• [WRITTEN EXERCISE]: Collect every line in the records below that contains the string "grass", copying each one in full. Case counts when matching.

=== STORED DATA ===

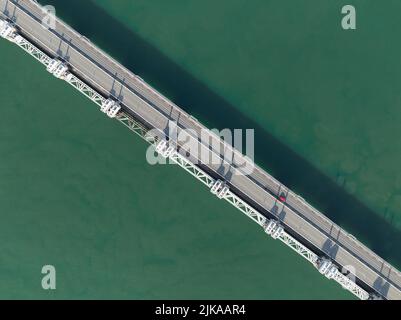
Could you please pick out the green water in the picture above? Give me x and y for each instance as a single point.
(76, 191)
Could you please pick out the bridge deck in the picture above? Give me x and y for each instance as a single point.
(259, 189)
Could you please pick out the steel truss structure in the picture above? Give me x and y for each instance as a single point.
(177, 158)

===
=== STORED DATA ===

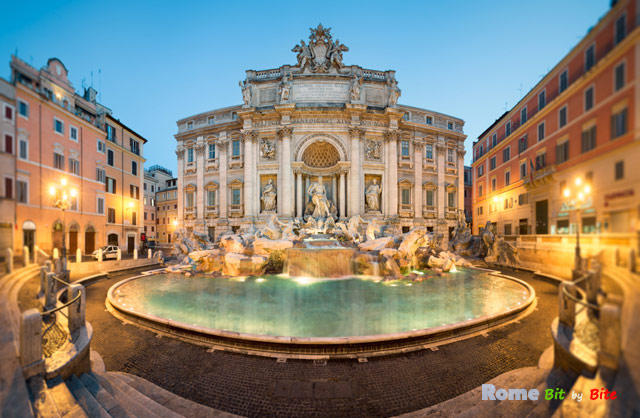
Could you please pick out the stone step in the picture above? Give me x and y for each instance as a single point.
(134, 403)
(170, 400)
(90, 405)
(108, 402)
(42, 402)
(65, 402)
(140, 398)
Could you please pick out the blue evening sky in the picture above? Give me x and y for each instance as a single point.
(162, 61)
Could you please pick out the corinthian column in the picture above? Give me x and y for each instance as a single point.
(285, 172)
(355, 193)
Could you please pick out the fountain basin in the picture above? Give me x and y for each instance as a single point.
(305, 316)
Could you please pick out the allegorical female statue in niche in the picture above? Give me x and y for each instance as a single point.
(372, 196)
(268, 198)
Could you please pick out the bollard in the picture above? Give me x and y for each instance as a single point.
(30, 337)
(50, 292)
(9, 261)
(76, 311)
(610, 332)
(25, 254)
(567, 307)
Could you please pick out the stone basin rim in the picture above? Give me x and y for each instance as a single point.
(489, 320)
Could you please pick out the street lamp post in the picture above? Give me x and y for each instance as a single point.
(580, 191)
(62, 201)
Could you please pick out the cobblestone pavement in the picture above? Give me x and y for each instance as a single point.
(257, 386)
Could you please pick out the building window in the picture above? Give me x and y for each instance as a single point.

===
=== STORED DATA ===

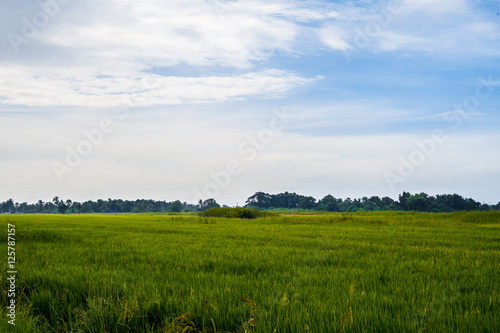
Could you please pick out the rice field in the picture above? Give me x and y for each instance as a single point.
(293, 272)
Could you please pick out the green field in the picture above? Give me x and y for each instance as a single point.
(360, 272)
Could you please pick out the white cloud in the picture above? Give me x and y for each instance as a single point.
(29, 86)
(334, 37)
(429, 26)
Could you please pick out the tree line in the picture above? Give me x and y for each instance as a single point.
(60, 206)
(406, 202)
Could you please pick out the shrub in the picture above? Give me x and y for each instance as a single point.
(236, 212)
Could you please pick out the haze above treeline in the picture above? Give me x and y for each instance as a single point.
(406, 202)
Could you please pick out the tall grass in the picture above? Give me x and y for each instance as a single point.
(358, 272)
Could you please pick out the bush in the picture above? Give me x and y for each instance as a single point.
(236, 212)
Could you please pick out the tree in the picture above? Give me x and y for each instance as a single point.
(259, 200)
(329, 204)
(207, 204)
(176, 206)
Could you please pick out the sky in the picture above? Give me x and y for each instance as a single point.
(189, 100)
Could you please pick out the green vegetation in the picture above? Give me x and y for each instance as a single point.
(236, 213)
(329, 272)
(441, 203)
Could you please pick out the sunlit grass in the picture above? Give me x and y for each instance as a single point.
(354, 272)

===

• [THE RESPONSE]:
Could you please pick out the tall grass in the picture above? Give me x and y for each instance as a single point.
Could you please pick out the sunlit grass in the picture above? Give me x and y for each instance as a single point.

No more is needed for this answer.